BEGIN Excerpted passage
Power consumption is an increasing concern in VLSI circuits. To meet the energy requirements new logic circuits have been developed alternatively to standard CMOS. The so-called adiabatic families reduce energy consumption due to the use of a pulsed power supply. A slowly varying voltage source requires less energy to charge a capacitance if its period is longer than the time constant of the charging path and furthermore, when the supply voltage decreases, the output capacitance is discharged and its stored energy can be recovered by the supply source. The goal of this paper is to compare the performances of various adiabatic families with static CMOS and to investigate their robustness against technological parameter variations. The low power dissipation of adiabatic logic families show their importance in green computing. Here the design and analysis are carried out in HSPICE and Tanner SPICE. We have used 180nm technology.
END Excerpted passage
BEGIN Stored rows
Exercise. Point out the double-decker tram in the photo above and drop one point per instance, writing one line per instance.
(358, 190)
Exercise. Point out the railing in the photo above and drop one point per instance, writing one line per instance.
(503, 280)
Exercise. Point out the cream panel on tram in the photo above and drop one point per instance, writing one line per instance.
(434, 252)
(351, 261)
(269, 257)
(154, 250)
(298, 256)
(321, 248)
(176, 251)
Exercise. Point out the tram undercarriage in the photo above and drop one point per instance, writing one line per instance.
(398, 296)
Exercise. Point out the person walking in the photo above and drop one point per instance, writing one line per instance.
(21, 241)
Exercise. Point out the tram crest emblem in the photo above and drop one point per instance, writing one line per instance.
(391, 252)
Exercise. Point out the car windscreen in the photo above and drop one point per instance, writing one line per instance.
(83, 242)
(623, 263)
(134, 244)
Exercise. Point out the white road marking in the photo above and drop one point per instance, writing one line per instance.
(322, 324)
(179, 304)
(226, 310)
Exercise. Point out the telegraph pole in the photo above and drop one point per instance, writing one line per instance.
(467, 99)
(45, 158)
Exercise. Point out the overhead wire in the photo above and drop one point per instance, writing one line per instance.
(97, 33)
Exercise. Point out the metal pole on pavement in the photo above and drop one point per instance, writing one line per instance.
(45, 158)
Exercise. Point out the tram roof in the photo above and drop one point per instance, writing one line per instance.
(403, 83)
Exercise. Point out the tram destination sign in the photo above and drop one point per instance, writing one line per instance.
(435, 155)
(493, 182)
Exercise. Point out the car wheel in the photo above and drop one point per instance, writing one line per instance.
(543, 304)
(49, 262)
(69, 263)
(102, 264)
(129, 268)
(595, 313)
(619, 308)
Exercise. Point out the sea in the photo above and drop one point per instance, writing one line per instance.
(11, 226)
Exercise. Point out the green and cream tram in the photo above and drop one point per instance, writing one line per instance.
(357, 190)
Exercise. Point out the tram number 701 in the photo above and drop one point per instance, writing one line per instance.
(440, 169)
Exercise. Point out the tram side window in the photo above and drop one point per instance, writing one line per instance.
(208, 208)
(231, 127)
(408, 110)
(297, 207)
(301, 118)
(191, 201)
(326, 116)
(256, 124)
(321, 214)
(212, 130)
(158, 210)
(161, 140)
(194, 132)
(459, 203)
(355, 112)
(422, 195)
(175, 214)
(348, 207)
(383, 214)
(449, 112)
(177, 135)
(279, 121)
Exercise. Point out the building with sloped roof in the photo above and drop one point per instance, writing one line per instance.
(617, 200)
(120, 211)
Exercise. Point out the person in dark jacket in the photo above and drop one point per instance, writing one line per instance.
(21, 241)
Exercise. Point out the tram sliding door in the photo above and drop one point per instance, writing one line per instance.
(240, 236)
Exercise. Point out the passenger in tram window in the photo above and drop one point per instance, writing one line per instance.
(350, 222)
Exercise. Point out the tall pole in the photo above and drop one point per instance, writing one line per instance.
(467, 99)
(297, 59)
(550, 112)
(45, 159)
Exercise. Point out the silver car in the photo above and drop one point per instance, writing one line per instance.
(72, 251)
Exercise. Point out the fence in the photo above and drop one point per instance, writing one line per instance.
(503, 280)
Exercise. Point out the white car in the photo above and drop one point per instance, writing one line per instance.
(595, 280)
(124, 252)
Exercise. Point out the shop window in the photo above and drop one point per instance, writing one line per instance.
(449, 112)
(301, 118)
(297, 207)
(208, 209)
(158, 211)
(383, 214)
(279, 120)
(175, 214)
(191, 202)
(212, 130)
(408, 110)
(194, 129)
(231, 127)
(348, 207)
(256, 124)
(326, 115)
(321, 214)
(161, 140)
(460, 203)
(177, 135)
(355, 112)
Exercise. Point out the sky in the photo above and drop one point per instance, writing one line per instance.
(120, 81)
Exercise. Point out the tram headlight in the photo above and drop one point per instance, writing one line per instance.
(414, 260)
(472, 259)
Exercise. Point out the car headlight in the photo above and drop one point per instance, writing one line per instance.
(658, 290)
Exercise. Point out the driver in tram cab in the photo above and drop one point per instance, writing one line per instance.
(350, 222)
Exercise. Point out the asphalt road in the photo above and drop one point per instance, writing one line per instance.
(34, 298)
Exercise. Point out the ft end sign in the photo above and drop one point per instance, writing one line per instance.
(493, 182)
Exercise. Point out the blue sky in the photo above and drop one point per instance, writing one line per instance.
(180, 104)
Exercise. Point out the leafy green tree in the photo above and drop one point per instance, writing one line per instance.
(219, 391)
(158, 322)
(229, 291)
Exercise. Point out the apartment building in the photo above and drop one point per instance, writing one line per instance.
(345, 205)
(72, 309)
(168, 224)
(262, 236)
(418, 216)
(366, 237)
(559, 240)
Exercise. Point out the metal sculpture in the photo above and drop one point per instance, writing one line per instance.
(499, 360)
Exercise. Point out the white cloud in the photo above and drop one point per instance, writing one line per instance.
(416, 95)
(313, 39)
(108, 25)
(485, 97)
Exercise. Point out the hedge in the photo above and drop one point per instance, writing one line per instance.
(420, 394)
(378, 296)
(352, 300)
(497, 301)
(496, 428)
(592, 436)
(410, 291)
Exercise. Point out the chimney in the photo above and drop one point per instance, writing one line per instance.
END Stored rows
▶ [Problems to work on]:
#1 In the adiabatic logic passage, which technology is used for the design and analysis?
#2 Resume the adiabatic logic passage, starting right after its final sentence.
The entries are a separate set of material and have no connection to the adiabatic logic passage.

▶ [Responses for each task]:
#1 180nm technology.

#2
Keywords

adiabatic, VLSI, CMOS , SPICE, green computing

INTRODUCTION

The theme for today’s VLSI design and Embedded Systems research is Green Technology - A New Era for Electronics, which explores the ability of VLSI and embedded circuits and systems to positively impact the environment. Demand for designing energy-efficient VLSI circuits, improving the efficiency of energy-hungry applications, developing intelligent monitoring and control systems using integrated circuits or embedded systems to leverage novel green technologies. Green Technology means the electronic circuits should not hamper our environment. One of the promising technologies for low power green applications is adiabatic techniques. Power consumption is one of the top concerns of Very Large Scale Integration (VLSI) circuit design, for which Complementary Metal Oxide Semiconductor (CMOS) is the primary technology. Today’s focus on low power is not only because of the recent growing demands of mobile & wireless applications. Even before the mobile era, power consumption has been a fundamental problem. To solve the power dissipation problem, many researchers have proposed different ideas from the device level to the architectural level and above. However, there is no universal way to avoid tradeoffs between power, delay and area; designers are required to choose appropriate techniques that satisfy application and product needs. Power reduction is one of the primary concerns in VLSI design methodologies because of two main reasons. One is the long battery operating life requirement of mobile and portable devices and second is due to increasing number of transistors on a single chip leads to high power dissipation and it can lead to reliability and packaging problems.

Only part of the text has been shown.